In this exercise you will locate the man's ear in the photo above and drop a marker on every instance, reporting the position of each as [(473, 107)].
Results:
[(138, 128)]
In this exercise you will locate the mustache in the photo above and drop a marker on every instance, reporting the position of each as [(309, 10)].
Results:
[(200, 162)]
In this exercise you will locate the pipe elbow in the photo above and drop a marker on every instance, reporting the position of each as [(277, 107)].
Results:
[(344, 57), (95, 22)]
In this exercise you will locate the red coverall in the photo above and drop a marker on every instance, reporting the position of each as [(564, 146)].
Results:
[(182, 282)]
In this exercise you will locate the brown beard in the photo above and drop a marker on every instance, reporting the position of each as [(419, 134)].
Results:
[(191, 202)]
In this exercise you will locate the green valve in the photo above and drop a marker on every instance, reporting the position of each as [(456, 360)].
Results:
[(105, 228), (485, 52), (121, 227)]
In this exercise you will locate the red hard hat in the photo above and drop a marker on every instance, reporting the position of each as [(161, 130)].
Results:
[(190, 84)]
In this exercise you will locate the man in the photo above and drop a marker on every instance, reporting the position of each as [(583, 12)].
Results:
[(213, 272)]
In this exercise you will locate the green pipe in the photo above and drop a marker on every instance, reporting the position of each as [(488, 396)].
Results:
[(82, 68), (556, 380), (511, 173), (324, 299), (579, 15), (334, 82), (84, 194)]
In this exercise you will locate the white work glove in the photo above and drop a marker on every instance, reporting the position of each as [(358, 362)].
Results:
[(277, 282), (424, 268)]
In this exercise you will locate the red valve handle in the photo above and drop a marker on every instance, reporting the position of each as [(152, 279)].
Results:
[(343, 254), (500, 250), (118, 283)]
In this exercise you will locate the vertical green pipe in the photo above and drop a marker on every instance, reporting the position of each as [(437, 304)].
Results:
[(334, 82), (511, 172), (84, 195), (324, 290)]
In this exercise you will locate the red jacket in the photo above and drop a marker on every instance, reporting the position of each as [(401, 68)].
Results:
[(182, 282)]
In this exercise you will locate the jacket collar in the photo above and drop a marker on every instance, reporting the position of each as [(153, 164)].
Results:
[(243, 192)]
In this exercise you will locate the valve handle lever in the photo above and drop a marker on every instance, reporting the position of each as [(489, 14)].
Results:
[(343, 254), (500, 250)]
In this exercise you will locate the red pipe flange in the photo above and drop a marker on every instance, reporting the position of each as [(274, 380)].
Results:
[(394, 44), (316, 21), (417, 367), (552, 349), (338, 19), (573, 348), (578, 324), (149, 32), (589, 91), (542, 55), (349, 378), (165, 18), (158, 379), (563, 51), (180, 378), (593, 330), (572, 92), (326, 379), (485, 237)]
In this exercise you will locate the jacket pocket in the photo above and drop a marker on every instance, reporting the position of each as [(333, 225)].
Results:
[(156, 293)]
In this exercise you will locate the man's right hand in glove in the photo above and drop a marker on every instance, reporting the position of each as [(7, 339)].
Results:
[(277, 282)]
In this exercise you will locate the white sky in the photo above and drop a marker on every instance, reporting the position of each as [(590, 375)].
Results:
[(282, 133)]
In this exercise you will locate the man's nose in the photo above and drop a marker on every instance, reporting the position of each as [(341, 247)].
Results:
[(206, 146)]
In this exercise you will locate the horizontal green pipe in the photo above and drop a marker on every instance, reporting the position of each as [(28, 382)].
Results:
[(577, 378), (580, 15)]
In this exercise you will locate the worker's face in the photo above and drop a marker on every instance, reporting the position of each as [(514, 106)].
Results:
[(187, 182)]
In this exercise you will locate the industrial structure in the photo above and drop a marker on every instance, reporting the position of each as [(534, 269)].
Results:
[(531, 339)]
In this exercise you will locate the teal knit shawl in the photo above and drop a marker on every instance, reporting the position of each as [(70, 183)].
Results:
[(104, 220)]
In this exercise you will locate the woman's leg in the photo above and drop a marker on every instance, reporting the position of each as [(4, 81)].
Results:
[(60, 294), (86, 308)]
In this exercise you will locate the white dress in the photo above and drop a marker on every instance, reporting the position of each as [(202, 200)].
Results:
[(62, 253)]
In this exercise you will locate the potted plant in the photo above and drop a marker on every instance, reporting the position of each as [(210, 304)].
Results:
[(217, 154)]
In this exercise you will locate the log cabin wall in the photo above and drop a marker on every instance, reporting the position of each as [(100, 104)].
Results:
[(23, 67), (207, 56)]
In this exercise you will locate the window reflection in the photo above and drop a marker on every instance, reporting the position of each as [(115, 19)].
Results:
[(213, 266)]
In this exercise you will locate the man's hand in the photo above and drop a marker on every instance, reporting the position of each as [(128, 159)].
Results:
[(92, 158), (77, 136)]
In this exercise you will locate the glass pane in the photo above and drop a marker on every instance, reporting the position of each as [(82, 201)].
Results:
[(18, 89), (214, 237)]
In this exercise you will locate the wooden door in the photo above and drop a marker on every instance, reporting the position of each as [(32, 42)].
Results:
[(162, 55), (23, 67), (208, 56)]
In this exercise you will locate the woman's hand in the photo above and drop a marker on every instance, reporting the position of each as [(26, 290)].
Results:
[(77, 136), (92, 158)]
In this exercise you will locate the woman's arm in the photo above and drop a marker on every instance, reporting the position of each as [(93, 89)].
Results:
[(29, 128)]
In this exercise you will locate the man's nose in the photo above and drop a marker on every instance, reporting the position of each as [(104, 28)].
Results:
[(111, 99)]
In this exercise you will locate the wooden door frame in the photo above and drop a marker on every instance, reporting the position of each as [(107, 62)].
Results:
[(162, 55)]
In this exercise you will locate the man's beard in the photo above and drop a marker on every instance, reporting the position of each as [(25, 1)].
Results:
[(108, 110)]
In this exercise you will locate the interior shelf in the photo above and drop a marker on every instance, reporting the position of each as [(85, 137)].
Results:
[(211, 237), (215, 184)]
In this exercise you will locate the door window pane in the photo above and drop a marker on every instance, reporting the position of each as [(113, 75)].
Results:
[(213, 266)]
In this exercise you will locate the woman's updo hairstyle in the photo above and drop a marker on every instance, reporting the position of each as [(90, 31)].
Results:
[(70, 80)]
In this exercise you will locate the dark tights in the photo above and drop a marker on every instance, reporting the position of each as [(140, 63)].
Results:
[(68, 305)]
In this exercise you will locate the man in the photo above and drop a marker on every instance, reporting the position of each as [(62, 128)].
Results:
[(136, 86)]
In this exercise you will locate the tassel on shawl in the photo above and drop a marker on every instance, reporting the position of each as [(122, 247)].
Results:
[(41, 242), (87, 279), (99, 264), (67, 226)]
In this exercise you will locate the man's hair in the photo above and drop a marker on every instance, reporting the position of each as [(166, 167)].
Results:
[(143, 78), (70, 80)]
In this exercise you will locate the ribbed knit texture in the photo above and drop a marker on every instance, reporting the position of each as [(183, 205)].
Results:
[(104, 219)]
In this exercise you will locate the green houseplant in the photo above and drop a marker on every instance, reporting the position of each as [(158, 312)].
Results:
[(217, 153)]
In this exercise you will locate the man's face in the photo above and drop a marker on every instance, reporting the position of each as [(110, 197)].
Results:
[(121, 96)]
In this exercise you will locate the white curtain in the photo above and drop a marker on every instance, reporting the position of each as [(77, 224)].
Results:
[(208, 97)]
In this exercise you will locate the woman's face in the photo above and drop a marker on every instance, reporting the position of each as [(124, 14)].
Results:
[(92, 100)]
· · · ·
- Exercise requirements: Reproduce all of the material above with "drop a marker" swapped for "place a pin" everywhere it occurs, changing nothing else.

- Reply:
In this exercise you will locate the man's ear in the photo above and place a pin on every instance, reporting the position of each as [(473, 107)].
Results:
[(138, 128)]
In this exercise you will locate the mustache in the photo above and place a pin on every instance, reporting the position of each as [(309, 10)].
Results:
[(200, 162)]
In this exercise you will locate the pipe elbow in the photo above and place a pin on every instance, reporting the position of each as [(277, 107)].
Results:
[(344, 57), (95, 22)]
In this exercise you will locate the red coverall in the photo above and place a pin on every instance, reporting the position of each as [(564, 146)].
Results:
[(182, 282)]
In this exercise you will locate the brown beard in the photo above and place a pin on every instance, reporting the position of each as [(419, 134)].
Results:
[(191, 202)]
In this exercise you will locate the green valve in the photo above and place a pin on every instance, reporting the position of each as [(456, 360)].
Results:
[(105, 228), (485, 52), (121, 227)]
In this exercise you will locate the red hard hat in the photo above and place a pin on every instance, reporting the position of each as [(161, 130)].
Results:
[(190, 84)]
In this exercise you will locate the man in the photo above and place a pin on every instance, reporting the position of each as [(583, 12)].
Results:
[(213, 272)]
In this exercise you will locate the green pipe in the photo above and place a pin on every instance, reporting the position of each as [(488, 396)].
Results:
[(82, 68), (556, 380), (511, 173), (324, 299), (579, 15), (334, 82), (84, 194)]
In this exercise you will locate the white work glove in the photo above and place a pin on every instance, reporting the position of each as [(358, 362)].
Results:
[(277, 282), (424, 268)]
In this exercise you will locate the red valve handle in the photo above and place a pin on every instance, reporting the position of each as [(152, 279)].
Results:
[(343, 254), (500, 250), (118, 283)]
In this exercise you will locate the vertical green pipe in the photo above and place a pin on every instance, reporting the position of each as [(437, 304)].
Results:
[(334, 82), (511, 172), (84, 195), (324, 290)]
In this exercise you will locate the red jacket in the photo above and place a pin on every instance, reporting the position of each as [(401, 68)].
Results:
[(182, 282)]
In this exercise you will locate the jacket collar in the photo above and place a pin on every instance, reporting the position of each as [(153, 164)].
Results:
[(243, 192)]
In this exercise you will locate the valve handle lever in the photo above and place a pin on every instance, reporting the position of each as [(489, 14)].
Results:
[(343, 254), (500, 250)]
In this exercise you will locate the red pipe flange in the photo above and place a pin on every instance, reporting the position of each as [(274, 380)].
Results:
[(394, 44), (316, 21), (417, 367), (552, 349), (338, 19), (573, 348), (578, 324), (149, 32), (589, 91), (542, 55), (349, 378), (165, 18), (158, 379), (563, 51), (180, 378), (593, 330), (572, 92), (326, 379), (485, 237)]
In this exercise you will locate the jacket pocket in the photo above and place a pin on every instance, reporting the position of each as [(333, 225)].
Results:
[(156, 293)]
In this exercise you will locate the man's right hand in glove in the photo above and place a pin on every instance, reporting the position of each as [(7, 339)].
Results:
[(277, 282)]
In this exercise you will locate the white sky in the photo above and place a pin on every instance, reporting the position of each as [(590, 375)].
Results:
[(282, 133)]
In this exercise you will locate the man's nose in the photo above and place a pin on every instance, reporting the position of each as [(341, 247)].
Results:
[(206, 146)]
In this exercise you will locate the horizontal green pipe in the photo above and place a pin on every instance, reporting the position of each as [(28, 382)].
Results:
[(577, 378), (580, 15)]
In this exercise you will locate the worker's face in the photo above and place a pin on every instance, reporting the position of each as [(514, 106)].
Results:
[(187, 182)]
In this exercise you will locate the industrial structure in the photo above and place a pin on every instance, reporting the position of each as [(534, 269)].
Results:
[(531, 339)]
In this exercise you will locate the teal knit shawl in the photo above and place a pin on every instance, reporting the position of each as [(70, 183)].
Results:
[(104, 220)]
In this exercise you will locate the woman's leg in the photo above and place a pin on every instance, reporting the position of each as [(4, 81)].
Results:
[(60, 294), (86, 308)]
In this exercise you will locate the white dress in the photo above and place a pin on every instance, reporting the position of each as [(202, 200)].
Results:
[(62, 253)]
In this exercise you will locate the potted plant in the photo above and place a pin on every instance, reporting the position of each as [(210, 304)].
Results:
[(217, 154)]
In this exercise you will locate the log cabin wall in the photo above and place a pin on every instance, reporting the position of each as [(100, 104)].
Results:
[(23, 67), (207, 56)]
In this exercise you will locate the window reflection in the photo above and place a pin on every instance, reporting the position of each as [(115, 19)].
Results:
[(213, 266)]
In this exercise you will locate the man's hand in the photo above and place a pin on every instance, reporting the position of each as [(128, 159)].
Results:
[(92, 158), (77, 136)]
In this exercise you will locate the glass pane in the photo above and place a pin on every instance, reporting the position of each as [(82, 201)].
Results:
[(18, 89), (214, 237)]
In this exercise you will locate the wooden door in the photo above and place a pin on every instance, reporting the position of each as [(32, 42)].
Results:
[(162, 55), (23, 67), (208, 56)]
In this exercise you will locate the woman's hand in the photo above and place a pin on every instance, reporting the position of each as [(26, 290)].
Results:
[(77, 136), (92, 158)]
In this exercise you will locate the woman's arm in the photo above and place a pin on every instance, reporting the position of each as [(93, 89)].
Results:
[(29, 128)]
In this exercise you will locate the man's nose in the photo above and place a pin on every instance, reporting the position of each as [(104, 28)].
Results:
[(111, 99)]
In this exercise you will locate the wooden door frame in the photo above and place a pin on every instance, reporting the position of each as [(107, 62)].
Results:
[(162, 55)]
In this exercise you will locate the man's beard in the photo above and place a pin on every instance, reporting the position of each as [(25, 1)].
Results:
[(108, 110)]
In this exercise you will locate the interior shelf in the photo above and place a pin on every instance, reporting the position of each as [(85, 137)].
Results:
[(211, 237), (215, 184)]
In this exercise you will locate the door window pane in the photo above and place a pin on every instance, reporting the position of each as [(113, 75)].
Results:
[(213, 266)]
In this exercise you will locate the woman's updo hairstyle in the photo above and place a pin on every instance, reporting the position of each as [(90, 31)].
Results:
[(70, 80)]
In this exercise you will locate the dark tights in the photo above and place a pin on every instance, reporting the position of each as [(140, 63)].
Results:
[(68, 305)]
In this exercise you will locate the man in the photo above and place a pin on every instance, reporting the position of each as [(62, 128)].
Results:
[(136, 86)]
In this exercise you will locate the tassel on shawl in the photo above and place a pin on every instance, reporting the position of each as [(122, 247)].
Results:
[(41, 242), (87, 279), (99, 264), (67, 226)]
In this exercise you will locate the man's hair in the photo above and place a pin on every instance, reporting the position of each as [(166, 167)].
Results:
[(143, 78), (70, 80)]
In this exercise you will locate the ribbed knit texture in the photo above and place a pin on every instance, reporting the position of each as [(183, 205)].
Results:
[(104, 219)]
In this exercise you will locate the green houseplant in the photo above and place a pin on every instance, reporting the position of each as [(158, 312)].
Results:
[(217, 153)]
In this exercise you will locate the man's face in the photo above and place a pin on every instance, reporting the position of each as [(110, 197)].
Results:
[(121, 96)]
In this exercise you will locate the white curtain in the photo above and place a pin on every instance, reporting the position of each as [(77, 224)].
Results:
[(208, 97)]
In this exercise you will locate the woman's face in the photo above and place a pin on every instance, reporting the position of each as [(124, 14)].
Results:
[(92, 100)]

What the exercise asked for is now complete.